--- Records to use ---
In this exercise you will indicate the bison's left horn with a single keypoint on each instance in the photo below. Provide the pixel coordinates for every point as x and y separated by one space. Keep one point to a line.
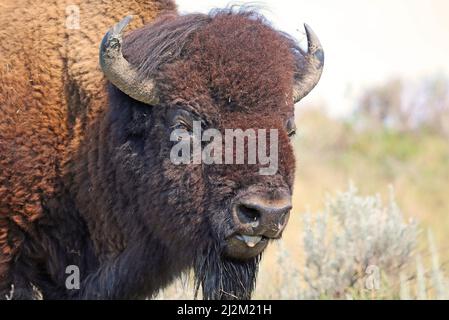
119 71
314 59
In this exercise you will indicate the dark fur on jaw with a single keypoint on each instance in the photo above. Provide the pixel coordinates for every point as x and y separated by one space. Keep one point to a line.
222 278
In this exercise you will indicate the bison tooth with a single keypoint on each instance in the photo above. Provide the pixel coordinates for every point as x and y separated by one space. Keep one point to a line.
250 241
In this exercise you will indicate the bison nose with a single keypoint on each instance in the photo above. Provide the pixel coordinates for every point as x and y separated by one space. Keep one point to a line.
258 216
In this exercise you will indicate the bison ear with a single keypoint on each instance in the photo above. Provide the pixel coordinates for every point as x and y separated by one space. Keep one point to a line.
314 63
119 71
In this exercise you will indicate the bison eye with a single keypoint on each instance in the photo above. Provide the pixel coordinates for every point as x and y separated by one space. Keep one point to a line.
291 127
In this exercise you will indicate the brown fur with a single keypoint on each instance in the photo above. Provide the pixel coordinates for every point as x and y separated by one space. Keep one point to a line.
85 176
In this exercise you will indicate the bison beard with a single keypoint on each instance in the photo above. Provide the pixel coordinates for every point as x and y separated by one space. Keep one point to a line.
224 279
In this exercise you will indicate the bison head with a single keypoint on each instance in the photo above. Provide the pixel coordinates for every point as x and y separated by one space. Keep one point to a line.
224 71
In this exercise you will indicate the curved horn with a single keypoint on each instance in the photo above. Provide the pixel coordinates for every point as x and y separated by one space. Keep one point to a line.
119 71
314 58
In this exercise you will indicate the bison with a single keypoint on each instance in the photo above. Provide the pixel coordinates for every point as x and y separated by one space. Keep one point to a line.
86 179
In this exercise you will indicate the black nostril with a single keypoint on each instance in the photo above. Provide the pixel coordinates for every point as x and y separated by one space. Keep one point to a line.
247 214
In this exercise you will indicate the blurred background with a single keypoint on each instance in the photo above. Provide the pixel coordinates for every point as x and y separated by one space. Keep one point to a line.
371 207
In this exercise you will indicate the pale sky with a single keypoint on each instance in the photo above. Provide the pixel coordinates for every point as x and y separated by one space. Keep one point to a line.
365 41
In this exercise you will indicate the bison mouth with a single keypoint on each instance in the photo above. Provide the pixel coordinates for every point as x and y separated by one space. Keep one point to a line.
243 247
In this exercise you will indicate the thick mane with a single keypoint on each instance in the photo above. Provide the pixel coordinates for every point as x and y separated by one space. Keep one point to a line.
161 42
164 40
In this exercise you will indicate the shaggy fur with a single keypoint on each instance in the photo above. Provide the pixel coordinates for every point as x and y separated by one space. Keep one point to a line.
85 173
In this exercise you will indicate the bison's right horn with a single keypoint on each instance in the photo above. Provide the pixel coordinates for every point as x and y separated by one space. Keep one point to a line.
119 71
314 62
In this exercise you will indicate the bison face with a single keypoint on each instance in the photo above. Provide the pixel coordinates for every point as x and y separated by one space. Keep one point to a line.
245 204
209 75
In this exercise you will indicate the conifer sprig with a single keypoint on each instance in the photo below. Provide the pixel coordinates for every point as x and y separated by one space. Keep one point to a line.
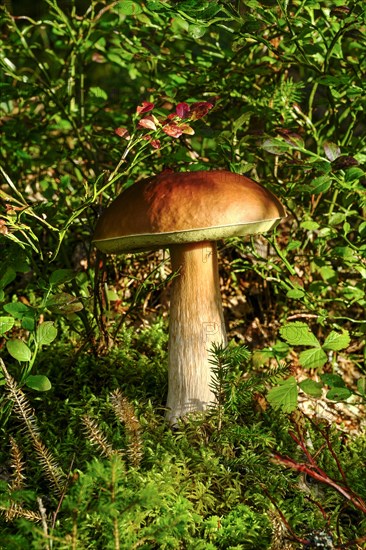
125 413
25 413
97 437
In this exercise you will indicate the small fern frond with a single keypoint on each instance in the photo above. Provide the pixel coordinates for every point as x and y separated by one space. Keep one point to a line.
22 408
25 413
97 437
17 465
51 469
15 511
125 413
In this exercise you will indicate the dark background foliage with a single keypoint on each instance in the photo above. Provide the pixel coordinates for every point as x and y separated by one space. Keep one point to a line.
286 81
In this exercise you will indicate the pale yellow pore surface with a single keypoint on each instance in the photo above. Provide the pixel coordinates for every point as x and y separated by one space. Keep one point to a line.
196 321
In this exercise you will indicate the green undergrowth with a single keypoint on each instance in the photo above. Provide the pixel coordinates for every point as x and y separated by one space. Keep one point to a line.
92 463
96 96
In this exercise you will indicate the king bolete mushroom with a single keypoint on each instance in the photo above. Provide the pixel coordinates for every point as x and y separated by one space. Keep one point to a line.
188 212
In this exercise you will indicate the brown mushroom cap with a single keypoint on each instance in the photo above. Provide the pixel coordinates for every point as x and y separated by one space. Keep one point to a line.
184 207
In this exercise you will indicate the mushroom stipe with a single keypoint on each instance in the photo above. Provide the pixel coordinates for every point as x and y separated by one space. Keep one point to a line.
188 212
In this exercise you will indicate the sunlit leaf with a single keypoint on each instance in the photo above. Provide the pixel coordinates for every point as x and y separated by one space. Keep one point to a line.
---
Leave out the pictures and copy the rest of the material above exactly.

Reply:
In this exercise you will indicate the bison's left horn with a single keypoint on each instance in the photo below. Provide the pixel coordinates for every point as x and y separated by one space. Keep one point to a line.
119 71
314 59
In this exercise you will indicate the dark fur on jaw with a single keypoint on each instance in the photo above. Provide the pixel coordinates for every point as x and y separated by one space. Keep one point to a line.
222 278
In this exercise you will indicate the bison tooth with a single keypoint on each instance in the photo above. Provide the pixel coordinates for every point as x and y separated by one space. Keep one point to a line.
250 241
In this exercise you will indicate the bison nose with a single keypoint on each instance in the photo above. Provide the pixel coordinates for every point as x and y separated by one space. Keep one point to a line.
258 216
In this exercise you will indicate the bison ear with a single keypoint on each instance in the photo above. Provide the pixel coordinates for every point as x and y separated by one space. Keep one point to a line.
314 63
119 71
In this exercise you will indicate the bison eye with a single keypoint on each instance in the photo above. Provide the pixel coordinates for every point as x and y separated by one space. Keep one point to a line.
291 127
In this exercise you will indicate the brown fur with a single keypoint on each instance in the photo above. Provide the pixel coordinates for every point as x and y separated by one space. Keep one point to a line.
85 176
In this exercise you will indicate the bison beard with a single keypoint on each instance in the photo above. Provide the pixel coordinates for every point as x and y separated by one space. Keep one point to a line.
224 279
In this exercise you will indicate the bison head with a single keypoint on each instance in the photo above. Provide the pixel coordinates for every point as x and y separated by one space. Keep one point to a line.
224 71
In this exercise you will indicate the curved horn with a single keypoint on each instance in the photo above. Provide the pixel coordinates for every point as x and y separated by one space. Keep one point to a line.
119 71
314 58
In this exercise you will indicate the bison with a single keypoint on each instance in the photo above. Provide the pixel coordinates for every point as x and y separated by one space. Keep one point to a line.
86 179
In this exercise you will indicate the black nostril with a single keypoint on each instance in the photo above. Provide the pixel coordinates for every point as x and y separated by one space. Keep one point to a line.
247 214
In this exercise you will indicate the blurred background with a single keypoint on each instance in the photo above. Provide the pixel coordinates for every point as x and y separated by one space. Keep one point to a line.
371 207
In this exercise you will indicate the pale sky with a single keypoint on each instance in the photo above. Provide the pixel coordinates for every point as x and y separated by one space. Keep one point to a line.
365 41
In this exercise you will indicate the bison mouth with a single keypoint on each instance in the photo above. Provide the pixel coordinates for every point as x and y separated by one space. Keep one point to a line.
243 247
In this exercise you will indicate the thick mane with a single keypoint on each instance in the photo above. Provide the pixel coordinates for every point as x and y separated by one space. Keep one point to a line.
161 42
164 40
In this exercise you will indicate the shaggy fur with a single keypoint on each instance in the photo above. Provide the pixel coordinates for every point as x and y separated by one space. Keep one point to a line.
85 173
In this exercise you will indicate the bison's right horn with a single keypoint on each instance in the photo above. Provide the pixel coordinates for every point as x and y separated by one space. Keep one point to a line.
119 71
314 62
In this exercise you will indicate the bison face with a single keypoint on each instance in the photo above. Provide the pixel coordinates for every point as x and y separated by one space. Keep one point to a line.
245 204
209 75
In this exercise you will indicate the conifer sprig with a single keypoint on each instance in the photo below. Provide the pixel coordinates for every point as x and y separated by one space. Keep one point to a line.
125 413
25 413
97 437
In this exercise you will indicate the small fern frond with a single keypoint on each instance in the photo above. Provide the pixel coordinates for every point as x and y separated by one space. Keep one point to a line.
22 408
25 413
97 437
17 465
51 469
15 511
125 413
In this exercise you will indicate the dark background foliage with a single keypoint on each instance in the photo above. Provide the pixel coordinates for every point as x and y separated by one space. Keep one point to a line.
286 81
In this exercise you will indicate the pale yellow pore surface with a single keypoint on each instance in the photo above. Provide the pixel coordinates for every point as x and y separated by one space. Keep one point to a line.
196 321
In this exercise you will indicate the green undergrowth with a single keypoint on each instance in the photo above. Provide the pixel coordinates for every point as x and y separated by one space. Keep one point to a line.
92 463
96 96
In this exercise you will indicate the king bolete mushroom with a single keypoint on each instance in the photo above. Provide the pixel coordinates for every point as x and y separated by one space. Keep one point to a line.
188 212
In this exercise you will indicate the brown mushroom cap with a single keypoint on each instance in the photo above. Provide the pixel coordinates for every point as x and y separated by one space. Keep one point to a line.
184 207
In this exercise you will indicate the mushroom stipe with a single keypoint on each instance in the photo above. Provide the pixel coordinates for every point as x and y separated by one space. Keep one point to a line.
188 212
In this exercise you will indicate the sunlit leaf with a single keypoint on each instance in the photo above. Provide the pixel coordinates for every point as x and y separated by one space. Keep one point to a line.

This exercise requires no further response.